▶ TASK PROMPT
Give the data again in its entirety, exactly as provided.
[DATA PROVIDED — start]
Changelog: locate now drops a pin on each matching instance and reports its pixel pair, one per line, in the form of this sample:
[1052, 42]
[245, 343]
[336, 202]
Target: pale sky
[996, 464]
[DATA PROVIDED — finish]
▶ SOLUTION FOR THIS TASK
Changelog: locate now drops a pin on each matching instance and reports its pixel pair, one per line, in the form of this sample:
[1052, 42]
[245, 343]
[336, 202]
Target: pale sky
[996, 464]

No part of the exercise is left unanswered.